### Aim of the task:
Gather each line in the records that contains the string "flag", and copy those lines out.

Bounding box annotation entries:
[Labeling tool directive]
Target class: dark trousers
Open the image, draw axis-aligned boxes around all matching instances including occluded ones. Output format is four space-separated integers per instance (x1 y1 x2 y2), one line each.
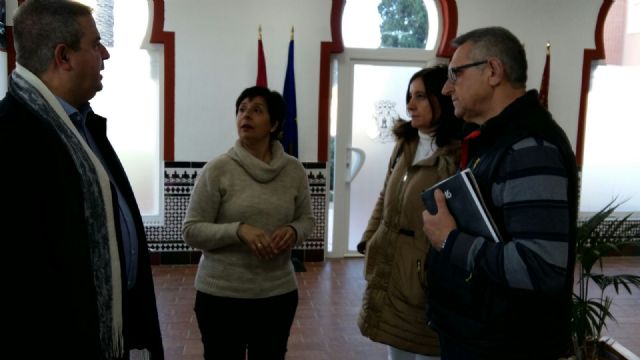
440 336 560 360
195 290 298 360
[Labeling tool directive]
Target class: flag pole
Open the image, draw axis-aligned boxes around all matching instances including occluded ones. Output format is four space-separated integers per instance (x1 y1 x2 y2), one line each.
256 25 268 87
538 40 551 109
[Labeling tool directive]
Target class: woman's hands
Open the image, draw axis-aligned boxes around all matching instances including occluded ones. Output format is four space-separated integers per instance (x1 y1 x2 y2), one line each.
238 223 297 260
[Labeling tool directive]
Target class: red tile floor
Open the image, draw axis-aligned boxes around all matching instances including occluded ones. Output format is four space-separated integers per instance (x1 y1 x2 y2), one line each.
153 256 640 360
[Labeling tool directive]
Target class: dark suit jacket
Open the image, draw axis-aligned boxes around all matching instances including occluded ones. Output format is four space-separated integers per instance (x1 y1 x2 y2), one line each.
0 94 164 360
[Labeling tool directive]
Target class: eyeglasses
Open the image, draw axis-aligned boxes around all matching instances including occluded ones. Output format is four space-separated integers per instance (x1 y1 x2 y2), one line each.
448 60 489 83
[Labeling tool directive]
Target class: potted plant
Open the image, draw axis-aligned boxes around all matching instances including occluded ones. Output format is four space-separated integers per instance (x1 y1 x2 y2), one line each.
572 199 640 360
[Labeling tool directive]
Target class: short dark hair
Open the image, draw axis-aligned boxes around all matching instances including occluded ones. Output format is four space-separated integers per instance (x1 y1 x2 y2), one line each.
236 86 286 141
393 65 464 147
451 26 527 88
13 0 92 76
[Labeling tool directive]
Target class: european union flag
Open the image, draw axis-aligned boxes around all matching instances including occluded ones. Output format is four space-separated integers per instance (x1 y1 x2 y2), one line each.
280 28 298 157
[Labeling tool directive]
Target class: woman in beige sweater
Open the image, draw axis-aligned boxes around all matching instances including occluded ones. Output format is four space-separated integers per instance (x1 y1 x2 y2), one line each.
358 66 462 360
182 86 313 360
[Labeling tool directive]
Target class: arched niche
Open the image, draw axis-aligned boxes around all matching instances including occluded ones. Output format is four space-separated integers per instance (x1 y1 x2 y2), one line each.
318 0 458 162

### Exercise result:
Target class: flag pole
Target class: european union flag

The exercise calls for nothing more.